--- START ---
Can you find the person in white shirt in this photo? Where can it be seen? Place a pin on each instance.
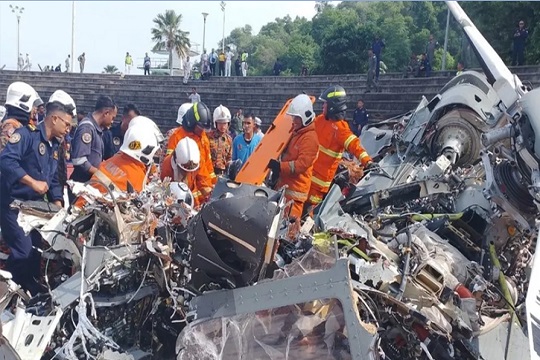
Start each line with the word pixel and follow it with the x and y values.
pixel 187 70
pixel 194 97
pixel 228 62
--- END ---
*GOAL OF THE EXERCISE*. Set down all of the entries exactly as they appear, but keep the images out.

*EXERCISE SOLUTION*.
Can you find the person in white shirt in this photo? Where can it be seen? Place a pin on each instance.
Start each line with the word pixel and follow it with the x and y values.
pixel 187 70
pixel 194 97
pixel 228 62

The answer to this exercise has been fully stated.